> [Exercise task a]: Summarize the forecast discussion in two sentences.

> [Text block]:
-------

This is in response to a jet streak rotating through the upper Ohio
Valley. The jet streak looks to stretch out and develop into to
distinct jets, one over the Great Lakes, and one over the northern
TN valley. This would place much of southern IN and central KY in
the left entrance region of the Great Lakes jet, while also in the
right exit region of the northern TN valley jet. With the jets
stretching out, mass evacuation looks to be fairly efficient aloft,
resulting in upward motion. The thermal gradient will also tighten
resulting in stronger frontogenetical forcing. The combination of
these forcing features support an increase in shower activity this
evening. Some moderate to heavy rainfall is likely as these
features push through and a solid 0.50-1.0 inch of rainfall looks
possible through early Saturday morning.
As we move into the overnight period, forecast becomes a bit more
complicated as influx of colder air pushes in from the west and
makes an attempt to catch up to the back edge of the precipitation
shield. The NAM solutions have been the most aggressive with this
over the past few days, while the more coarse GFS has been slightly
warmer with its profiles. This is still the case this afternoon
with the latest data, though the higher res 3km NAM and HRRR
solutions keep the colder air a little more confined to the north.

-------

> [Exercise task b]: Rewrite the part of the records that opens with the line containing "Target: dormer window" and closes with the line containing "x=884 y=460", swapping "gets a pin" for "is marked with a pin" and keeping everything else unchanged. Omit the pictures.

-------

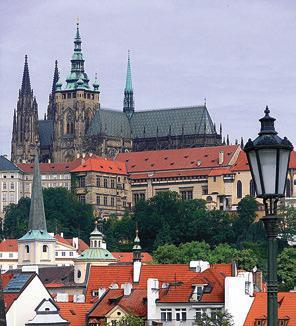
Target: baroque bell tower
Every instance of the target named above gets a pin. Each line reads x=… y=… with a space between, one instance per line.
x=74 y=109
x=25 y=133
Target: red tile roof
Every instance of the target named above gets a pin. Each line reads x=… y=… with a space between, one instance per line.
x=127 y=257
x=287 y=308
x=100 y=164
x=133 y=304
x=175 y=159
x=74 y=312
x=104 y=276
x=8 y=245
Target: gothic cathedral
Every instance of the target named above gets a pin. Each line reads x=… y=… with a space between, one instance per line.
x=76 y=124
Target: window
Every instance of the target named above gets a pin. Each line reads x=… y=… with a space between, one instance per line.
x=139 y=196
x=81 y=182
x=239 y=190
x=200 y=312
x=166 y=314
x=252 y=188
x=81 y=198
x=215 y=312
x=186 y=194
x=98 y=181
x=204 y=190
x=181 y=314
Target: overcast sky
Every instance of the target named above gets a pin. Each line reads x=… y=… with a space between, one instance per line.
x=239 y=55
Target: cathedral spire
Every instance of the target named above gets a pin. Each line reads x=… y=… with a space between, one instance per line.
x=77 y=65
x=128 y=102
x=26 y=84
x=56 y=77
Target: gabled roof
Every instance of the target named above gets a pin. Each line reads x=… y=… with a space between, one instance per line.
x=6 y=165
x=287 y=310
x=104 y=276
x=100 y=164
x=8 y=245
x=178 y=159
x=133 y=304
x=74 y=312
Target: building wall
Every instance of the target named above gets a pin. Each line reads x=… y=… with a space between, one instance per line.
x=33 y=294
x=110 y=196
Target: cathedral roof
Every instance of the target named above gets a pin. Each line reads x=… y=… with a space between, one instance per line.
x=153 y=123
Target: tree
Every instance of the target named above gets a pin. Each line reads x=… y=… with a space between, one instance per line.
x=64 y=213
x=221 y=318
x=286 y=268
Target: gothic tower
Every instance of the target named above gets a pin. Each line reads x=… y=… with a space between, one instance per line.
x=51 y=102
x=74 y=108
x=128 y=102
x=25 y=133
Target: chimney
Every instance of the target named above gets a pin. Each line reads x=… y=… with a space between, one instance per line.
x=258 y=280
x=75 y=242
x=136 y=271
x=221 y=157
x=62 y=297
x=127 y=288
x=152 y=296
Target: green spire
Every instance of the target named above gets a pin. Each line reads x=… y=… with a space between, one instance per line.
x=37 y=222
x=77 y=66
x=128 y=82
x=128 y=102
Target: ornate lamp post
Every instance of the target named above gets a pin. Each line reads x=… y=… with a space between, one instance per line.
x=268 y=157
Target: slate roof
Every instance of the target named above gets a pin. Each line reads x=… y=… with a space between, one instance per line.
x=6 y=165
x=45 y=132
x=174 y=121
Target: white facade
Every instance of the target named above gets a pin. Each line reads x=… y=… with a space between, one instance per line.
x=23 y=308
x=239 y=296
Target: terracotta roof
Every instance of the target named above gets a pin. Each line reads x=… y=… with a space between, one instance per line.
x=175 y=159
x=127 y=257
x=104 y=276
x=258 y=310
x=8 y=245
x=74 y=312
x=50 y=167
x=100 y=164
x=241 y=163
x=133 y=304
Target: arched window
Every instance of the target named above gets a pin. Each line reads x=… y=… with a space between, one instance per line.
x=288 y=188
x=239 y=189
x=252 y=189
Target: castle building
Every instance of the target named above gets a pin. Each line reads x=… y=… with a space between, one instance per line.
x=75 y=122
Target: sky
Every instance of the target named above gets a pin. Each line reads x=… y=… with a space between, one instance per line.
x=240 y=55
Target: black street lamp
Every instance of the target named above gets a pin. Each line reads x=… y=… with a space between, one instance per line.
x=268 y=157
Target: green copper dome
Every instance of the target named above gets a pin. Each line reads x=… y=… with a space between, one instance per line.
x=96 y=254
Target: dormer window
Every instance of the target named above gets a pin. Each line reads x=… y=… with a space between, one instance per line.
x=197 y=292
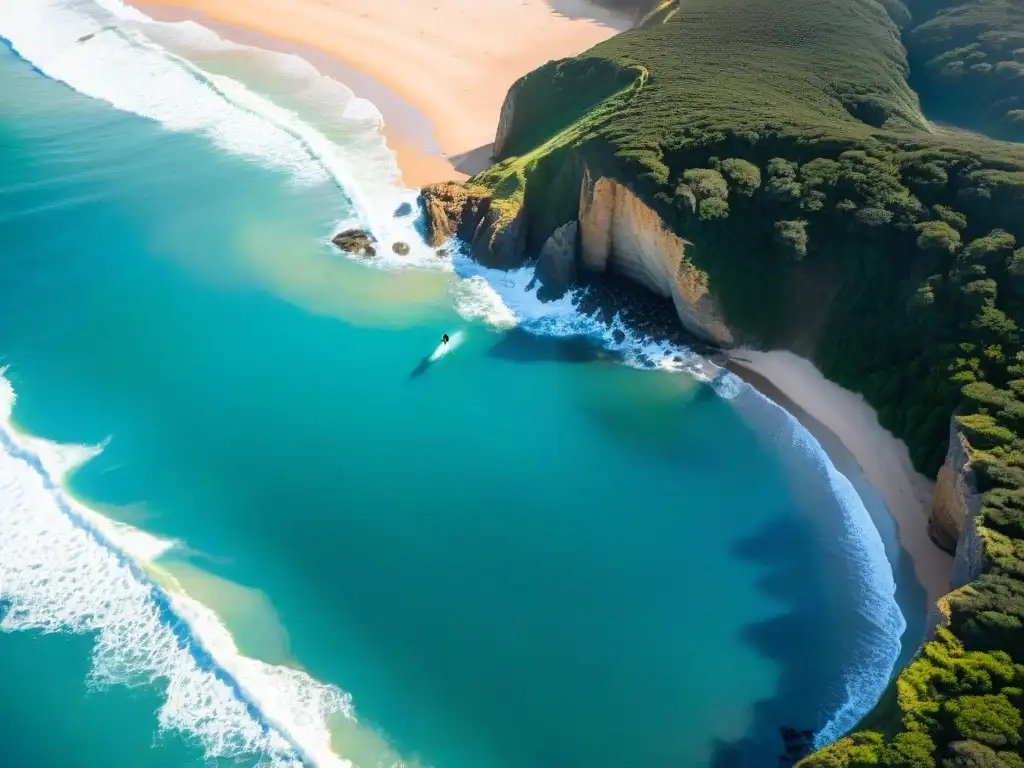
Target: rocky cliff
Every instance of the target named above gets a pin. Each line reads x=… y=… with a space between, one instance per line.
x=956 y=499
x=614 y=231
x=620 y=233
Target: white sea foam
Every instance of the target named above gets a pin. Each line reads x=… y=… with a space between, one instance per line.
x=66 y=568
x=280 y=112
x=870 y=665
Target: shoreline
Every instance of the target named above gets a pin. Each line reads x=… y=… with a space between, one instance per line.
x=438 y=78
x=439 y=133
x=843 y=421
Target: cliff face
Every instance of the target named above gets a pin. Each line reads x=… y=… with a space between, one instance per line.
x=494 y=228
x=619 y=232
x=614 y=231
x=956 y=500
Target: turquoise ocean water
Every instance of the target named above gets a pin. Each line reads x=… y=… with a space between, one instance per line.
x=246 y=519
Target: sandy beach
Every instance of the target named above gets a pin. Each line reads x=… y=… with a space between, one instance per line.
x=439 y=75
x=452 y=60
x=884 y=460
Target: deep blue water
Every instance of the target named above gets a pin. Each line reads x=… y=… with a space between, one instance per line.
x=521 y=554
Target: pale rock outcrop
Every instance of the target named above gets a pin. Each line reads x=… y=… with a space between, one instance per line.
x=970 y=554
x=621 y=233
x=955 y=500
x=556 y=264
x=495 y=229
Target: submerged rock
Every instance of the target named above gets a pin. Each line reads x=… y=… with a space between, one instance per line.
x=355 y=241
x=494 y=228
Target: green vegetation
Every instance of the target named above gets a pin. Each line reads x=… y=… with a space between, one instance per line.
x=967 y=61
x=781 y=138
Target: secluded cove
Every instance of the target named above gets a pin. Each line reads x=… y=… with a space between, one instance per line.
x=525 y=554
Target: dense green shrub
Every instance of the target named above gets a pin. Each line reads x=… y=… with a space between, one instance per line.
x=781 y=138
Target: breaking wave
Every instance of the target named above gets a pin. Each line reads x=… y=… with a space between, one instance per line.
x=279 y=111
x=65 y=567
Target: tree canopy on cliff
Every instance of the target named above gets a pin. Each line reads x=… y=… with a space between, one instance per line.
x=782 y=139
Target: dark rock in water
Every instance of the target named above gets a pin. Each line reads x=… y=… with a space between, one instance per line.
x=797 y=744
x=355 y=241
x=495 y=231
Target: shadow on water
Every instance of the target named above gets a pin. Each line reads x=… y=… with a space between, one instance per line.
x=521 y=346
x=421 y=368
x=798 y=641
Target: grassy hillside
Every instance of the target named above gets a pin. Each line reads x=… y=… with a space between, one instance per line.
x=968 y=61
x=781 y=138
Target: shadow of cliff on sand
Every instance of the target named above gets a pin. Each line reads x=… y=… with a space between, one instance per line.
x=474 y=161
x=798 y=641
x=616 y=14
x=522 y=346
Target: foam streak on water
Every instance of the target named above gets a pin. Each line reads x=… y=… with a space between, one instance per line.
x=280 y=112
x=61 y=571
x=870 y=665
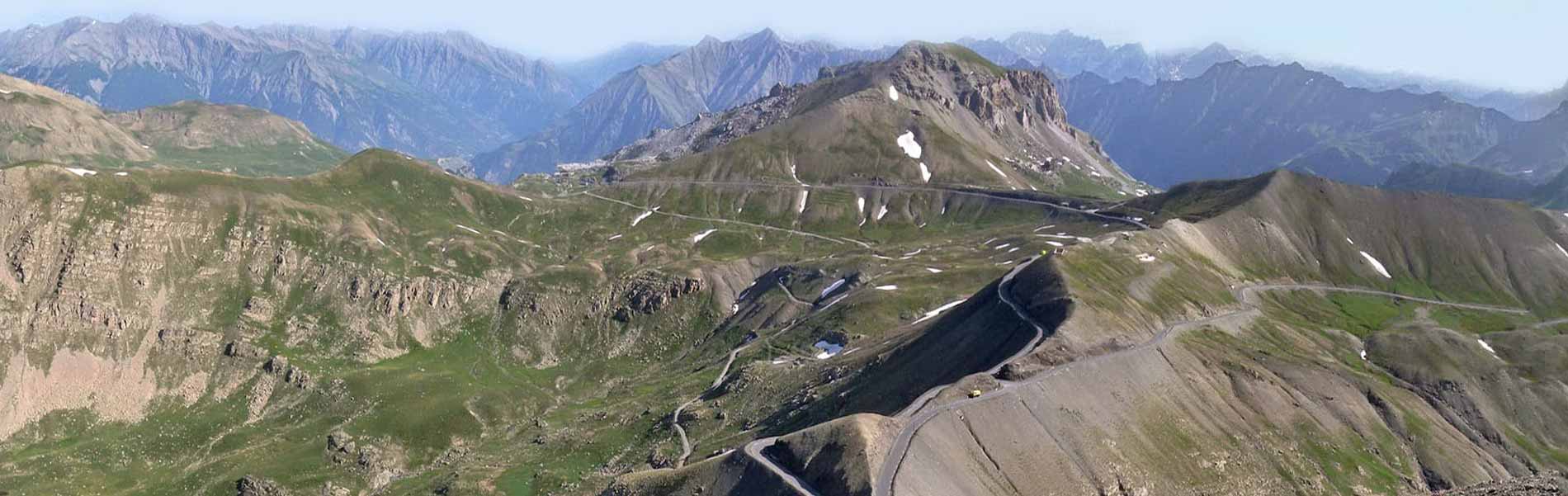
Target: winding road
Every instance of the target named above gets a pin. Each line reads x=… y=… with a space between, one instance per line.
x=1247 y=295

-------

> [Response a]: A jet streak rotating through the upper Ohio Valley is expected to split into two jets, one over the Great Lakes and one over the northern TN valley. Efficient mass evacuation aloft and stronger frontogenetical forcing under these jets support increased shower activity this evening, with 0.50-1.0 inch of rain possible through early Saturday morning, before colder air from the west complicates the overnight forecast.

> [Response b]:
Target: dormer window
Every instance of the target named above is marked with a pin. Each line reads x=… y=… with a space between, one instance per line.
x=197 y=292
Target: rocky cliff
Every instance of the target named above is marked with a pin. Each line reads x=… y=… with a space between, one instance per line.
x=956 y=499
x=614 y=231
x=620 y=233
Target: white sea foam
Every instance of the target named above is marked with a pin. Each line reads x=… y=… with a space between, one instance per line.
x=66 y=568
x=280 y=112
x=870 y=665
Target: shoreline
Every instance of the target named above is marked with a pin. Each line reads x=… y=… with a space between, one instance per line.
x=438 y=78
x=439 y=133
x=843 y=421
Target: cliff face
Every instance of the target named above is marked with a pin. Each line reads x=… y=… with a space between, one instance per line.
x=494 y=228
x=619 y=232
x=614 y=231
x=956 y=500
Target: turquoise ocean water
Every instance of the target named above is marked with a pin. Each line reads x=… y=… with a space between, one instance per line.
x=246 y=519
Target: sandy beach
Every instance of the target named above is marked with a pin. Each line reads x=… y=… with a space between, one instance per line.
x=439 y=75
x=452 y=60
x=884 y=460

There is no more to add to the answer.